▶ Exercise requirements
Look through the records that follow. Copy every line containing the word "roof".

▶ Source records

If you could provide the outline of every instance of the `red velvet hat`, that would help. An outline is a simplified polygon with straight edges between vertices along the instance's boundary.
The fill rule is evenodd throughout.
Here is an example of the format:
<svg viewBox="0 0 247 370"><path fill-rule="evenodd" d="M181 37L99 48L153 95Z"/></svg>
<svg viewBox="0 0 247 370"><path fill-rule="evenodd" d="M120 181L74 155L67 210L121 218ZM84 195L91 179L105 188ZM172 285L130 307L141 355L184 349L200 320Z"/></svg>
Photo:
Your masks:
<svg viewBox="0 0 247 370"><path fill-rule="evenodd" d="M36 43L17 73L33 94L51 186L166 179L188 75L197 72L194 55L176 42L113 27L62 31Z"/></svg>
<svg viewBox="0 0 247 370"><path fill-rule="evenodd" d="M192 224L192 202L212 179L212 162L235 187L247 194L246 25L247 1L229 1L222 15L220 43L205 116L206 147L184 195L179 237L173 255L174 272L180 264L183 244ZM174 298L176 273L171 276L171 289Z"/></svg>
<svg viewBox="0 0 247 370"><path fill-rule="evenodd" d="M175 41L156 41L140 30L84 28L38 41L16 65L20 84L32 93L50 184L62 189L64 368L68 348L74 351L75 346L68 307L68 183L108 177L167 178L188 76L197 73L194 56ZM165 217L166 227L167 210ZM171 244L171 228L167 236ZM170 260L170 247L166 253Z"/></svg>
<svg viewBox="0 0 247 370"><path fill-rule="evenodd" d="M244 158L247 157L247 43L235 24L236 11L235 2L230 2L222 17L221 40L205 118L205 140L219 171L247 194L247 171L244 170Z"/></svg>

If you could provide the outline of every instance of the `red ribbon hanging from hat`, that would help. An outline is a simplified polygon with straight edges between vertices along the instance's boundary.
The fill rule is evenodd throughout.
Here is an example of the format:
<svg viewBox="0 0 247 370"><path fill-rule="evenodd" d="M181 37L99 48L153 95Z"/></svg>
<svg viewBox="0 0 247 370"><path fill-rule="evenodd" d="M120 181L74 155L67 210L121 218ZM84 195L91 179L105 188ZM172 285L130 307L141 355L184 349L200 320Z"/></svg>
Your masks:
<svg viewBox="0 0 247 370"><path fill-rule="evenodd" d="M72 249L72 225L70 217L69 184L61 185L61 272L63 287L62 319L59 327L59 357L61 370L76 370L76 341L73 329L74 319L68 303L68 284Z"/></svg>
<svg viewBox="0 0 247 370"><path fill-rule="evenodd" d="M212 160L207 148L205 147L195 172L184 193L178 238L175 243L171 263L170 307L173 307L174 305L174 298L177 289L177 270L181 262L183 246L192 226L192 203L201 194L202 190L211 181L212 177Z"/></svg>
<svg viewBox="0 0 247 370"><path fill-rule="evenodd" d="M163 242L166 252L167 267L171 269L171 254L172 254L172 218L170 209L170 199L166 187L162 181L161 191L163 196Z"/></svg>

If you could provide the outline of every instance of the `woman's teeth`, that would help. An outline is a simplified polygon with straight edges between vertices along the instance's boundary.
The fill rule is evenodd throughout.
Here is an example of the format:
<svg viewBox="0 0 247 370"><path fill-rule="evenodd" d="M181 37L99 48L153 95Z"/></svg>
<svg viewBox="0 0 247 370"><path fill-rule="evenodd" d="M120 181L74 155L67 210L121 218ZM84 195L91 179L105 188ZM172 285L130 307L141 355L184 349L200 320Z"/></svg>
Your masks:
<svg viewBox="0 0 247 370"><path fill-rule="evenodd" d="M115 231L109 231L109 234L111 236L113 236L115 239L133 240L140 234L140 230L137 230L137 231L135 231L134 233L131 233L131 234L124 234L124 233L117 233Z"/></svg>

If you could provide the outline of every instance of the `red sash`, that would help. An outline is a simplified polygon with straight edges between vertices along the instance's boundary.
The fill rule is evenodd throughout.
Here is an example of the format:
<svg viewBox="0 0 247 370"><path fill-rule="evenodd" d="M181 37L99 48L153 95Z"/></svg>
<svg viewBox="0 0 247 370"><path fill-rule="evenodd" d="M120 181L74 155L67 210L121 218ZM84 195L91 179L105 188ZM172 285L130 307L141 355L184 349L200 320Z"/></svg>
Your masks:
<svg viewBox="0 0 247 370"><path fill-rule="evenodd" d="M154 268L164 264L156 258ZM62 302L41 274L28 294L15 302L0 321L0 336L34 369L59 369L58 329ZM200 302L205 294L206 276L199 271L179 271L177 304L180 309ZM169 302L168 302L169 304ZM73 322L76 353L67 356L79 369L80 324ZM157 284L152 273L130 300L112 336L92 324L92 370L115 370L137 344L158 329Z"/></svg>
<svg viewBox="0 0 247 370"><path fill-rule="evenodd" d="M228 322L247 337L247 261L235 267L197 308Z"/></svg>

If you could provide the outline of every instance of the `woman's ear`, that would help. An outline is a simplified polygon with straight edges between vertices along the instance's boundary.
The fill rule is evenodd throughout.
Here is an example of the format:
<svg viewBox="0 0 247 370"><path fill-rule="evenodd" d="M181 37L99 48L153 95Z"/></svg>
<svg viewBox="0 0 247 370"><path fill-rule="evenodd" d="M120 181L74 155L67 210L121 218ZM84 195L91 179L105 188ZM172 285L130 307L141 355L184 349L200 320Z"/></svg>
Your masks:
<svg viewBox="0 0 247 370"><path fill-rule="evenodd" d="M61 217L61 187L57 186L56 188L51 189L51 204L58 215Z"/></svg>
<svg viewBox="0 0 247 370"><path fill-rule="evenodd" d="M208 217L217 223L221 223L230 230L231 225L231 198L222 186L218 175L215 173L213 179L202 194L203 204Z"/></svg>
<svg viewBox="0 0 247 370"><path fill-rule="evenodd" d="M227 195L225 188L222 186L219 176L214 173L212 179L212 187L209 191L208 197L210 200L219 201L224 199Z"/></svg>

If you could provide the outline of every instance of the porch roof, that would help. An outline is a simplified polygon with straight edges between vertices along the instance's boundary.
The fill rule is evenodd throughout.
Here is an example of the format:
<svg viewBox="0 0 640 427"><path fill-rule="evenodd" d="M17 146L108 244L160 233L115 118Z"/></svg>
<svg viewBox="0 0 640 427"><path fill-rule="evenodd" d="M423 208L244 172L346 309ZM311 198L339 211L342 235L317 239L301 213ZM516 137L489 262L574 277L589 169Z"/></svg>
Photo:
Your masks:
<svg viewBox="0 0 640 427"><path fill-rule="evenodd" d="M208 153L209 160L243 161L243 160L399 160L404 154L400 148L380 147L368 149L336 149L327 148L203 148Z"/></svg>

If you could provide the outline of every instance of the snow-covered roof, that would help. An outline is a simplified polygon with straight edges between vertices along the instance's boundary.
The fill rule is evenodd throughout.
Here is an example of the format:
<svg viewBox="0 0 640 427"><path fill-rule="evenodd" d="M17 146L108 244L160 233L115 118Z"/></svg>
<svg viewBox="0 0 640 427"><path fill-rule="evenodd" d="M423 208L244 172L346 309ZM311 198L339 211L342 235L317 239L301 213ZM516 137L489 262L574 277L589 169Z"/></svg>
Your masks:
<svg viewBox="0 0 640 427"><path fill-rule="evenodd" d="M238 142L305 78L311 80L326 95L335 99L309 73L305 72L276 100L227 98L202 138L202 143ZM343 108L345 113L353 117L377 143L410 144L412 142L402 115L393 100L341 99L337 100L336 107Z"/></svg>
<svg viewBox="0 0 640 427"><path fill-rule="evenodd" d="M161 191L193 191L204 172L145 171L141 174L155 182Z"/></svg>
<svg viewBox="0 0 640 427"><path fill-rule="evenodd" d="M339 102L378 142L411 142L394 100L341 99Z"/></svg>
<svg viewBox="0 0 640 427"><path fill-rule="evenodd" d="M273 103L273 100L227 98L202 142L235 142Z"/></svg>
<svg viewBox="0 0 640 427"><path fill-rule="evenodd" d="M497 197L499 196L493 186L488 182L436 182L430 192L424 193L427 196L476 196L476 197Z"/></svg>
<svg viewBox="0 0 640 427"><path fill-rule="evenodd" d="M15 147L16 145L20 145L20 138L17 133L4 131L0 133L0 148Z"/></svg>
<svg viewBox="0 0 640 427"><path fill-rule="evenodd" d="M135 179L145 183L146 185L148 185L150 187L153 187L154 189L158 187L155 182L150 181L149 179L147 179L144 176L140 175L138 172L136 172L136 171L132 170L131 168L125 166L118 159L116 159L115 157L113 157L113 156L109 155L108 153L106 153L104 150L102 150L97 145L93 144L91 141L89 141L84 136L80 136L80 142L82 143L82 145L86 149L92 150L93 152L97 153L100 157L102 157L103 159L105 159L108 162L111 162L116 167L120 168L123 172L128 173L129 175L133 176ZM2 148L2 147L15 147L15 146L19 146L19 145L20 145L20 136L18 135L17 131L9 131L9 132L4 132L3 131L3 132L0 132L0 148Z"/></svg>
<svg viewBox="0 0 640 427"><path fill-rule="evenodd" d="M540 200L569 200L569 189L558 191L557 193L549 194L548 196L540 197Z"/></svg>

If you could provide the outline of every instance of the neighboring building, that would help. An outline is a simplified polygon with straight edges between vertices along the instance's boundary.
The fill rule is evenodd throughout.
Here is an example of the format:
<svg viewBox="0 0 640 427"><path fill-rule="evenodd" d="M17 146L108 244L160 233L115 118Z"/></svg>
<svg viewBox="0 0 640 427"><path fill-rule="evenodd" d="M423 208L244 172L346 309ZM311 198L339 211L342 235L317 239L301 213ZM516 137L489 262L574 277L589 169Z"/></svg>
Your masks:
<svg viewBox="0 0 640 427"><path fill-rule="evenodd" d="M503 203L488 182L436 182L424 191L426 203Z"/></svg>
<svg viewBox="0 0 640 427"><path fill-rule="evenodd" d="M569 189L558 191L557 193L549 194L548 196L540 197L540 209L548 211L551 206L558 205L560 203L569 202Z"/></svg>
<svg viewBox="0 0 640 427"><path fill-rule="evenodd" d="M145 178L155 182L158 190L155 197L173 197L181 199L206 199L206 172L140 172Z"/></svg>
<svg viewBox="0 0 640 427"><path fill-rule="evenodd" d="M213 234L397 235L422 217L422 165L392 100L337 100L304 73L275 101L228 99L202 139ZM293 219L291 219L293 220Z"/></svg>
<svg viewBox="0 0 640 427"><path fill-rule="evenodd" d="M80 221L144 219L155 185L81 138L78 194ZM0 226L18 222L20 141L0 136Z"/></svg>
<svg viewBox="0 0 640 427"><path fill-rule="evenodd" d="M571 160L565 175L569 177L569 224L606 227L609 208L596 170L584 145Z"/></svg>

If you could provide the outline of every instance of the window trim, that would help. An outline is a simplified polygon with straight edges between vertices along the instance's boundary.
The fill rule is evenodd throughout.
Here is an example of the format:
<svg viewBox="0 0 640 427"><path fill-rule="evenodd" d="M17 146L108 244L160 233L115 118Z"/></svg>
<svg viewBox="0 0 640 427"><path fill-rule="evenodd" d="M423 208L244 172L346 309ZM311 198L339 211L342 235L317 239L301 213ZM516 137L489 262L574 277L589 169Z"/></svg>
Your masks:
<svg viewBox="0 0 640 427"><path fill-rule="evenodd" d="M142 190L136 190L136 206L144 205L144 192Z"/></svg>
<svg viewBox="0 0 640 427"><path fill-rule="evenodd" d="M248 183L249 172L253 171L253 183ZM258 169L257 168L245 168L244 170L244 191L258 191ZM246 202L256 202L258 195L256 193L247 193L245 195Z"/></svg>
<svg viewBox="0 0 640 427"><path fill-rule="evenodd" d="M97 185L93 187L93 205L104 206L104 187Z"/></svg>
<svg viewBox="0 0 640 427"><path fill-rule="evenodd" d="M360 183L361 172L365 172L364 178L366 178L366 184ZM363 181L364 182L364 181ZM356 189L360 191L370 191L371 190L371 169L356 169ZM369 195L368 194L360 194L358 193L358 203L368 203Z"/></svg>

▶ Task output
If you could provide the outline of every instance of the porch roof, that would help. An outline is a simplified polygon with straight edges between vertices along the instance's boundary.
If you could provide the outline of every instance of the snow-covered roof, that would help. An outline is a simplified polygon with straight edges between vertices along the instance's boundary.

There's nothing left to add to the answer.